Your goal =>
Set out every line of the records below as a numbered list, omitting any blank lines.

Listed entries =>
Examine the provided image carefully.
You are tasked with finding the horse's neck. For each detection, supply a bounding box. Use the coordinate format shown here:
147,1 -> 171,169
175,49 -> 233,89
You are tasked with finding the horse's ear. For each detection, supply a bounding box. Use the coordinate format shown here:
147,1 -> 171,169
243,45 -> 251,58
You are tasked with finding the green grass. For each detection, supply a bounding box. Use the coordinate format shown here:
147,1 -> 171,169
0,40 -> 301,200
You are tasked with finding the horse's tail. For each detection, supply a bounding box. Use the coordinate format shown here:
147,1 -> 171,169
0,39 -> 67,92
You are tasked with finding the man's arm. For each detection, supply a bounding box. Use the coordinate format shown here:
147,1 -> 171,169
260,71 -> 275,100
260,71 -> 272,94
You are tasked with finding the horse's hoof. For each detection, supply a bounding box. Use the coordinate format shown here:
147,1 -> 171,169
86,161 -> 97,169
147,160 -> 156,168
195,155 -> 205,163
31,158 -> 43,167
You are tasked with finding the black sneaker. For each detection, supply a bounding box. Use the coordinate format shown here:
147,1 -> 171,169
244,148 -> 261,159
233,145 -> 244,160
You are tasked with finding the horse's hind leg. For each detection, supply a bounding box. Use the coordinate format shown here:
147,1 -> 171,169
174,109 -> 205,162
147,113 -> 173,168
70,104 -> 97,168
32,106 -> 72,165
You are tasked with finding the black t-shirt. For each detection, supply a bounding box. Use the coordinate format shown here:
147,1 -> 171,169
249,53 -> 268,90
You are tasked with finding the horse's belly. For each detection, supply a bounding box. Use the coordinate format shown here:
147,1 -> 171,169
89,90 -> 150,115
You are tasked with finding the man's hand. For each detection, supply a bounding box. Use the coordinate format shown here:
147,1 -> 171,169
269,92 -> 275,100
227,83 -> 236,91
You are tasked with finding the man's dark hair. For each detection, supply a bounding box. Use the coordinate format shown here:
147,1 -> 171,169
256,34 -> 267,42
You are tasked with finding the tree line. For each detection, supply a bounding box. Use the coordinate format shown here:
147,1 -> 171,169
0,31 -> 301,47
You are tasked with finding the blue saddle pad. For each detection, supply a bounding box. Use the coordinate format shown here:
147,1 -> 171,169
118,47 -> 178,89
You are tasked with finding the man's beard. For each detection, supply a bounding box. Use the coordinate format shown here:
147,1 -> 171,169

Result of this task =>
1. Examine the provided image carefully.
2. You are tasked with finding the horse's neck. For each detection, supply a bounding box. Use the coordinate format shown here:
3. 147,1 -> 171,169
4. 175,49 -> 233,89
5. You are tasked with finding the horse's ear. For each detection, supply a bounding box. Use the coordinate format shown here:
6. 147,1 -> 171,169
7. 243,45 -> 251,58
8. You are tasked with finding the green grass. For each detection, supply a bounding box. Use the coordinate format shown here:
9. 147,1 -> 171,169
10. 0,40 -> 301,200
11. You are tasked with finding the horse's tail. For each detection, supply a bounding box. Use the coordinate format shown here:
12. 147,1 -> 171,169
13. 0,39 -> 67,92
14. You are tasked with finding the man's arm. For each detection, supply a bounding box. Use the coordinate format shown here:
15. 147,1 -> 171,169
16. 260,71 -> 275,100
17. 260,71 -> 272,94
18. You are tasked with finding the horse's hoof. For each detection, supply a bounding box. Use the coordinate format shown here:
19. 147,1 -> 171,169
20. 86,161 -> 97,169
21. 147,160 -> 156,168
22. 195,155 -> 205,163
23. 31,158 -> 43,167
24. You are tasked with finding the black sneaker. For each detection, supply a bounding box. Use the coordinate format shown here:
25. 147,1 -> 171,169
26. 244,148 -> 261,159
27. 233,145 -> 244,160
28. You are tasked with finding the horse's hind leg. For each detection, supply a bounding box. Use the coordinate format shown here:
29. 147,1 -> 171,169
30. 174,109 -> 205,162
31. 147,113 -> 173,168
32. 70,104 -> 97,168
33. 32,106 -> 72,165
34. You are tasked with finding the black t-shirt. For each detection, supply a bounding box. Use the coordinate format shown here:
35. 147,1 -> 171,169
36. 249,53 -> 268,90
37. You are tasked with finding the horse's belly. For each detection, supply a bounding box. Use the coordinate format shown here:
38. 147,1 -> 171,169
39. 89,90 -> 150,115
40. You are tasked with finding the man's hand. For each detection, supply a bounding box. Use the coordinate format shown here:
41. 147,1 -> 171,169
42. 269,92 -> 275,100
43. 227,83 -> 236,91
44. You are tasked with finding the man's dark hair. For each detection, supply a bounding box. Use the coordinate format shown here:
45. 147,1 -> 171,169
46. 256,34 -> 267,42
47. You are tasked with finding the tree line. For each detection, supply a bounding box. Use the coordinate format shown here:
48. 147,1 -> 171,169
49. 0,31 -> 301,47
50. You are tasked with finding the blue saddle pad. For each detection, supply a bounding box. Use the coordinate format shown here:
51. 147,1 -> 171,169
52. 118,47 -> 178,89
53. You are tasked with finding the man's beard. For each detection, supply a bounding box. Use the coordinate format shown here:
54. 147,1 -> 171,169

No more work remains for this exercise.